Monsieur le président, monsieur le ministre, mes chers collègues, avant d'aborder le contenu de cette proposition de loi modifiant certaines dispositions relatives au fonctionnement de la collectivité territoriale de Corse, je ferai quelques remarques préliminaires.
Première remarque préliminaire, le texte dont nous sommes saisis est une proposition de loi, et non un projet de loi, ce qui implique un certain nombre de conséquences.
Ainsi, l'Assemblée de Corse n'a pas été préalablement saisie de ce texte, ce qui aurait été obligatoire s'il s'était agi d'un projet de loi.
Par ailleurs, cette proposition de loi est le résultat des amendements que notre collègue Nicolas Alfonsi avait déposés sur deux textes, le projet de loi relatif à la parité entre hommes et femmes sur les listes de candidats à l'élection des membres de l'Assemblée de Corse et le projet de loi tendant à promouvoir l'égal accès des femmes et des hommes aux mandats électoraux et fonctions électives. Il les avait alors retirés et avait accepté l'invitation qui lui avait été faite de déposer une proposition de loi.
Enfin, s'agissant d'une proposition de loi, le Gouvernement n'est pas engagé dans cette procédure.
Deuxième remarque préliminaire, il ne s'agit naturellement pas de porter atteinte aux droits des Corses. C'est la raison pour laquelle je souhaite que, entre l'adoption de cette proposition de loi par le Sénat et son inscription à l'ordre du jour de l'Assemblée nationale, l'Assemblée de Corse soit saisie du texte pour qu'elle puisse donner son avis.

DONNÉES ENREGISTRÉES:
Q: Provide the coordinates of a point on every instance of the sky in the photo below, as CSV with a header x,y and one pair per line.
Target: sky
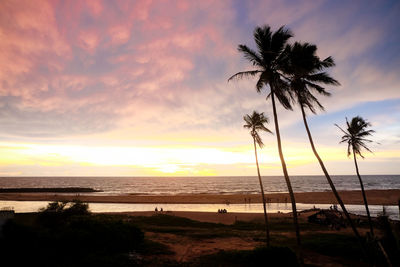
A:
x,y
139,88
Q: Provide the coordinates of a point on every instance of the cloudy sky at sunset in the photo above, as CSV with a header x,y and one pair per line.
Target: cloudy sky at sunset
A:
x,y
140,87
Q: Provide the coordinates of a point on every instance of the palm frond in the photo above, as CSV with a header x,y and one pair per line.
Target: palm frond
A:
x,y
356,131
244,74
251,55
255,122
322,77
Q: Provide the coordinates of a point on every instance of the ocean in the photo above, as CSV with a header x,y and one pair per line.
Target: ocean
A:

CONSIGNE ÉCRITE: Modifie le passage du discours sur la Corse qui commence par « Par ailleurs, cette » et se termine par « dans cette procédure. » : remplace « amendements » par « modifications », puis donne ce passage en entier. La liste n'a aucun rôle à jouer ici.

RÉPONSE ÉCRITE:
Par ailleurs, cette proposition de loi est le résultat des modifications que notre collègue Nicolas Alfonsi avait déposés sur deux textes, le projet de loi relatif à la parité entre hommes et femmes sur les listes de candidats à l'élection des membres de l'Assemblée de Corse et le projet de loi tendant à promouvoir l'égal accès des femmes et des hommes aux mandats électoraux et fonctions électives. Il les avait alors retirés et avait accepté l'invitation qui lui avait été faite de déposer une proposition de loi.
Enfin, s'agissant d'une proposition de loi, le Gouvernement n'est pas engagé dans cette procédure.